_Information shown:_
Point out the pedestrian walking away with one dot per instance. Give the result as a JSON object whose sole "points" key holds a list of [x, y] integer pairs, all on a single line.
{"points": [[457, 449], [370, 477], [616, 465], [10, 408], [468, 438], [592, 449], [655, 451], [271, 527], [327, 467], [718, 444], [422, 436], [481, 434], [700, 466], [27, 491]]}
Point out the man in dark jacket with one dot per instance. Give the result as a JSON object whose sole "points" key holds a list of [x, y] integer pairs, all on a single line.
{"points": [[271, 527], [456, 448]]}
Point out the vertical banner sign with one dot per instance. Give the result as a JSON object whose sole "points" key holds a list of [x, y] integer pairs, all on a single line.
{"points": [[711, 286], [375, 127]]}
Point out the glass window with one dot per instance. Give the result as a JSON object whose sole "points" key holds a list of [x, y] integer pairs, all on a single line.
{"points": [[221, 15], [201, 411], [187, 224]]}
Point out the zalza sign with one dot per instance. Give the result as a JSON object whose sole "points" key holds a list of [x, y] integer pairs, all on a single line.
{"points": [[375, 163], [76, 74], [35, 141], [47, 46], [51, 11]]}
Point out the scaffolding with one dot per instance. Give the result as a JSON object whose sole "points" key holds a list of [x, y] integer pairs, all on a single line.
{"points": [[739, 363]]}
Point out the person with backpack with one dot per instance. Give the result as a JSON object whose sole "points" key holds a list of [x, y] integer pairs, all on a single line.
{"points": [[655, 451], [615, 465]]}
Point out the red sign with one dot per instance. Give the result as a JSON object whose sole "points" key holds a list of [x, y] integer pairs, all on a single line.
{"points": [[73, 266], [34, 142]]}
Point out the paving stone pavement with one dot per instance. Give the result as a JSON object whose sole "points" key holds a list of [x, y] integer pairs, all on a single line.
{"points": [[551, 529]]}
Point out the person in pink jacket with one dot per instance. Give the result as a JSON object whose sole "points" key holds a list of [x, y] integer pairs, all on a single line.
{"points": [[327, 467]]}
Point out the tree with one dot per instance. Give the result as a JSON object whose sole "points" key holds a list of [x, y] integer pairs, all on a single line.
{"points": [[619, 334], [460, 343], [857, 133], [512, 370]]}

---

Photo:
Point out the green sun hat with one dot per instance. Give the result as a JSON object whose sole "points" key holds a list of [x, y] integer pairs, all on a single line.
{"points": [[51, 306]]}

_What is needed:_ Pull out every line in the items above that contains the word "sign", and copy each one unchanged.

_Answer to the task:_
Point out the vertical banner sign with one dot per instance. Give the result as a JSON object whose sole "points" key holds a list of [x, y] integer pairs, all on a single line.
Point out the zalza sign with one dot per instance. Give the result as a JSON object whose sole "points" key holds a list of [x, y] integer pairs, all on a single line.
Point out the red sign with one dot per instance. Give the result as a JSON object whose sole "points" key holds a list of [x, y] integer pairs, all on a single line.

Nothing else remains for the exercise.